TASKS TO CARRY OUT
1. In the post on avoiding investment fraud, about how many investment advisers work for the top 16 broker-dealers?
2. Write the next few paragraphs of the post on avoiding investment fraud, picking up after its final sentence.

Avoiding Fraud in 2012

My favorite financial e-newsletter, Advisor One had an article last month about the rise in “Baby Boomer Investment Scams”.  The New Year seems like a good time to forward this to you and add a few things myself as well (Surprise!  I have an opinion!).

In a hissy fit of exaggeration, though, AdvisorOne passes along the inane idea that there is a “nationwide surge” in investment fraud, citing 1,241 regulatory actions in 2010 “more than double the 506 cases in 2009”.  The problem is “rampant” they chortle!

Well, we need some adult perspective here.  If we eliminate the thousands of independent RIAs like myself, the top 16 broker-dealers have about 90,000 investment advisers working for them.  Even if all of the regulatory actions were against individual advisers (some of the more serious were against their firms), that’s a rate of just over one-tenth of one percent.  To be more clear, that means out of every thousand advisers, one is a crook.  “Gary, are you crazy?  Defending your detestable competitors in the brokerage community?”  No, I’m just trying to temper journalistic sensationalism.  I mean, suppose in 2011 two of every thousand brokers were crooks.  Oh no!  Doubled again!  Form another Federal agency!

All kidding aside, there are still serious concerns:

  • Those are just the ones who got caught
  • Breaking the law
  • And didn’t quickly make things right to avoid regulatory action
  • The law still does not hold Wall Street to a fiduciary standard, remember?  Astoundingly, it is still legal for them to put their interests before yours.  So even though brokers have a fiduciary relationship with their clients (click on that link to see the definitions of “fiduciary”) they do not have a fiduciary obligation.  It is unbelievable what it is still legal to inflict on the public.

DATA LINES
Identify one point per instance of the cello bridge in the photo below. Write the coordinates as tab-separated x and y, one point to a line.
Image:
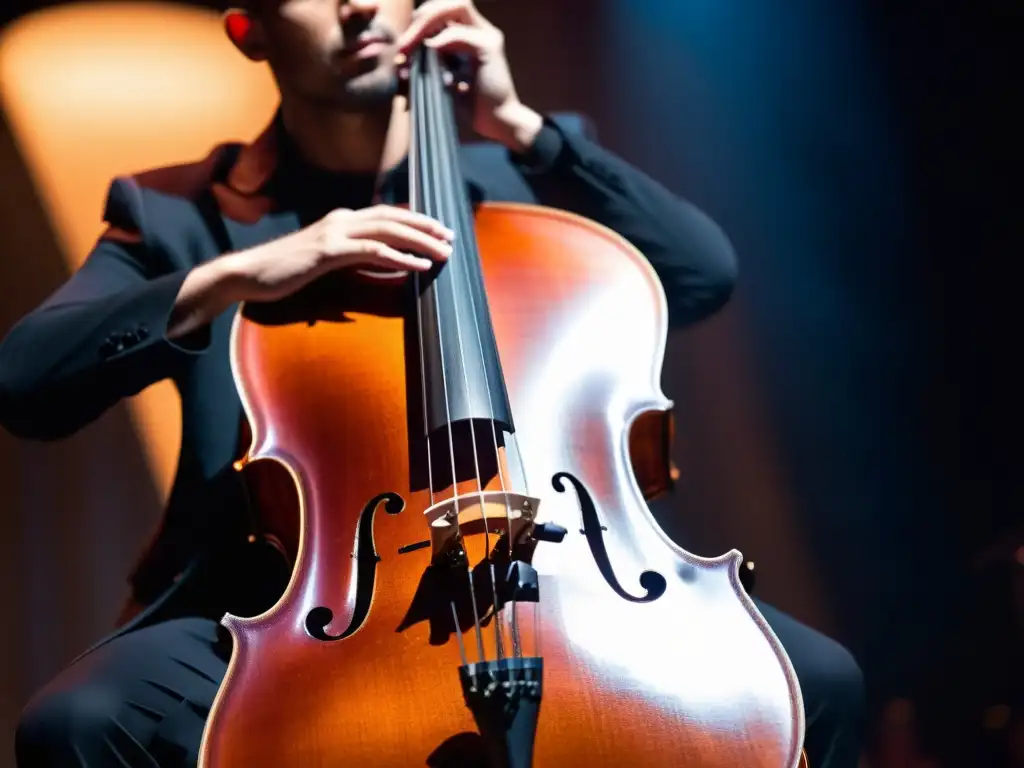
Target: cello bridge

OUTPUTS
1. About 90,000.

2.
Apparently the worst fraud  is happening in the area of Self-Directed IRAs.  Because Self-Directed IRAs have much broader investment flexibility, including real estate, often they are used to lend legitimacy to fraudulent schemes.

The State of Oregon has some great guidelines here for avoiding victimization by nefarious schemers here:
Avoid Investment Fraud and Abuse  In addition, you can subscribe to their Consumer Alerts.  I think their most important bit of advice is don’t be embarrassed to report getting ripped off.  You may help save someone else’s life savings and/or recover your own.  Most of us are no match for a skilled con artist.
Of course, it’s best to avoid getting ripped off altogether by dealing only with independent Registered Investment Advisers who are legally required to put your interests first.

Like me.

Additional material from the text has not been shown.